» **DOCUMENT EXCERPT**:
Note that this whole thing is heavily influenced by the algorithm that gives us those Effectivness Scores. I use a slightly improved version of
int recruitment_phase::average_resistance_against(const unit_type& a, const unit_type& b).
I tested the different versions (old average_resistance_against against my average_resistance_against):
Map Side 1 Side 2 Games Side 1 won Side 2 won Weldyn_Channel flix (improved) flix (old) 449 43.43 % 50.11 % Weldyn_Channel flix (old) flix (improved) 465 36.34 % 53.55 %
For now I altered the way the different attacks are weighted against each other and included a weight for the cost of a unit. But I'm sure that this function can be improved further.
(I will do it in context of improving Combat Analyses. And refactor it, the variable names are kind of confusing...)
Often it is not possible and even unnecessary to make a equal mix. See the following example:
P1/P2 X Y A 100 -5 B -10 -10
So obviously P1 should only recruit Unit A, even if P2 can "easily counter" with unit Y. But recruiting a mix would be not the best thing to do here. So in my algorithm it will sometimes happen that only one unit will be recruited. This is maybe not something one would expect for a good Counter-Counter strategy. But if we assume that those effectiveness-scores are accurate then recruiting only one unit is sometimes the theoretical best thing to do.
This is how a full table will look like (example output of my algorithm).
P1/P2 |Elvish Archer|Elvish Fighter|Elvish Scout|Elvish Shaman| Mage |Merman Hunter|Wose Dwarvish Fighter | 88.75 | 31.32 | 140 | 216.2 |132.2 | 156 | 24.91 Dwarvish Guardsman | 38.38 | 0.5865 | 102.8 | 124.9 | 44.21 | 81.05 | -70.89 Dwarvish Thunderer | 24.65 | -31.76 | 122.7 | 158.4 | 52.51 | 85.95 | -83.43 Dwarvish Ulfserker | -28.75 | -84 | 41.24 | 109.6 | 1.92 | 27.15 | -78.8 Footpad | -48.32 | -118.4 | 12.94 | 84.77 |-78.36 | 2.714 |-135 Gryphon Rider | 9.75 | -46.45 | 73.88 | 133.3 | 17.18 | 69.67 | -83.28 Poacher | 6.681 | -58.5 | 121.2 | 164.2 | 36.99 | 75.7 |-156.6 Thief | -54.84 | -143 | 21.39 | 112.2 |-90.87 | 10 |-112.2
And acctually according to this table P1 have to assume that P2 will always recruit a Wose because a Wose would be the best choice against all units. And then we should decide only to recruit Dwarvish Fighter (because they are best against Woses). One could now say that P1 could do better when P2 will recruit not only Woses. This is definitely true.

» **PROBLEM**:
Answer these from the recruitment algorithm excerpt:
(a) How many games were played on Weldyn_Channel with the improved version as Side 1?
(b) What two changes did the author make to average_resistance_against?
(c) According to the full table, which unit should P1 recruit exclusively?

» **DATA EXCERPT**:
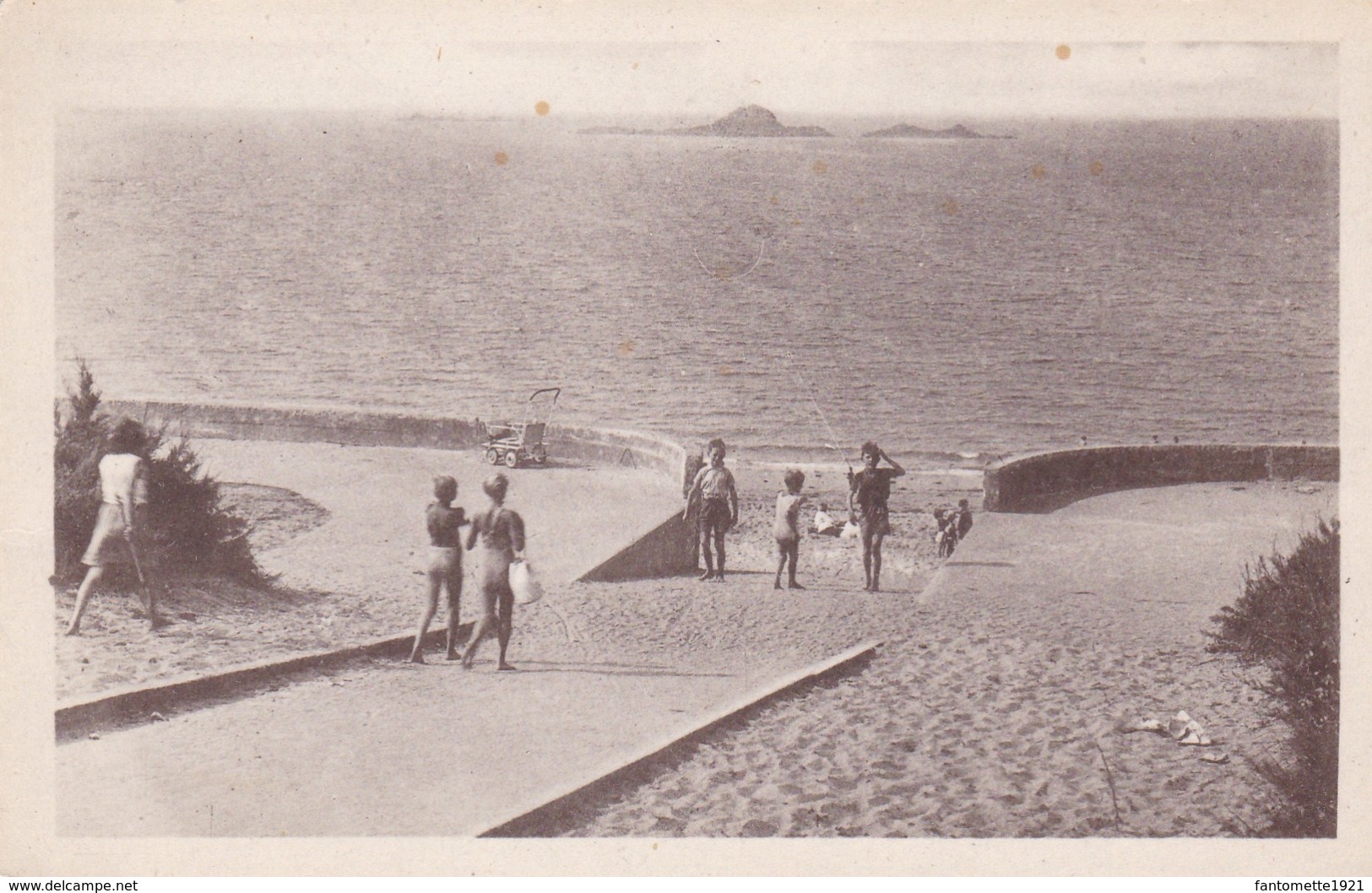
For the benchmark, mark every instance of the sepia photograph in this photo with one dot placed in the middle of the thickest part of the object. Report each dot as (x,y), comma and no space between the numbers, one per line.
(615,425)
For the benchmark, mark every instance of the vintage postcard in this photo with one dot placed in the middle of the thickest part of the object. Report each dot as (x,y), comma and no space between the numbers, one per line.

» **CORRECT ANSWER**:
(a) 449
(b) The author altered how the different attacks are weighted against each other and added a weight for the cost of a unit.
(c) Dwarvish Fighter, because they are best against Woses.